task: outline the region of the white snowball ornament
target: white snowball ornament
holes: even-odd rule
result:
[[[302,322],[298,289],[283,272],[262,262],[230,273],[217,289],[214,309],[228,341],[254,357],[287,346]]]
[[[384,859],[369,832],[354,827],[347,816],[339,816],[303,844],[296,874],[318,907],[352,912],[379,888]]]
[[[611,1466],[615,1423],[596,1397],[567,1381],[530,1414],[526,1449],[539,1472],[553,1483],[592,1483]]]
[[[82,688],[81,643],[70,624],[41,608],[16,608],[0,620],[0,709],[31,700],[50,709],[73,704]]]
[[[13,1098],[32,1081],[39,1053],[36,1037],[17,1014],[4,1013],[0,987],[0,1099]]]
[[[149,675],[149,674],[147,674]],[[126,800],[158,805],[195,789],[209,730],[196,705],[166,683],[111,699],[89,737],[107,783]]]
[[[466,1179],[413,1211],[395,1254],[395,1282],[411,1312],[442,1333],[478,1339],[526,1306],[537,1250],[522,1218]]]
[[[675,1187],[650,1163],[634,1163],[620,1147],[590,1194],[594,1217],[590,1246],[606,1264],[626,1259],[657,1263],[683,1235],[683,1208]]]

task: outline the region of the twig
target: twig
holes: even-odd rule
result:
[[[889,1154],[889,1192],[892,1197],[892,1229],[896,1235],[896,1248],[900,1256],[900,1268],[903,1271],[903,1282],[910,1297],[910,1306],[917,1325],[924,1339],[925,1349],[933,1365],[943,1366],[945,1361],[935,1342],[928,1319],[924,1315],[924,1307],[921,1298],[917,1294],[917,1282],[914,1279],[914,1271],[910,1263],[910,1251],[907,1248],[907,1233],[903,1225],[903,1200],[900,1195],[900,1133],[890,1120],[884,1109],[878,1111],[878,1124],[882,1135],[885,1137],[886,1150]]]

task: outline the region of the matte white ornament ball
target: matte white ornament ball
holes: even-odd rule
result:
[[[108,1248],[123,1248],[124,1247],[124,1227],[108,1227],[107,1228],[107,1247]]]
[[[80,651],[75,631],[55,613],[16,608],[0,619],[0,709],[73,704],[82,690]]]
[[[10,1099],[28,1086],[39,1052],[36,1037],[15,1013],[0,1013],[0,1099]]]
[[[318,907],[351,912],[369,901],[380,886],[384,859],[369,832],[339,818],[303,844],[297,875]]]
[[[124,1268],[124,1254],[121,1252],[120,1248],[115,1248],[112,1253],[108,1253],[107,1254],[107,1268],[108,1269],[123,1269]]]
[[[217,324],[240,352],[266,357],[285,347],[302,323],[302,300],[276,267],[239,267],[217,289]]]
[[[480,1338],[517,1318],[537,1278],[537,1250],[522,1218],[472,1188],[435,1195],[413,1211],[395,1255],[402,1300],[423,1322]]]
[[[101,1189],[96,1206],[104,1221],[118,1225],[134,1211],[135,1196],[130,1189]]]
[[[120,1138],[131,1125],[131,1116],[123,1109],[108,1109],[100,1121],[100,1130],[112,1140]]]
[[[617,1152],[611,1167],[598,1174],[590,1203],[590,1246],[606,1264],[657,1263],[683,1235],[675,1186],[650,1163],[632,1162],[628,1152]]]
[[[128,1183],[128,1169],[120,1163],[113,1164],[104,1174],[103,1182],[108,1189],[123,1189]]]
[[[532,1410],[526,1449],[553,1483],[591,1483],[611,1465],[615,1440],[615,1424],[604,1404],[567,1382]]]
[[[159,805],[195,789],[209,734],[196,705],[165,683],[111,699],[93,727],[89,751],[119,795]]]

--*--

Exercise objective
In which lines of the records does the word "snowball" appear? Copy each of them.

Completed exercise
task: outline the region of the white snowball ornament
target: white snowball ornament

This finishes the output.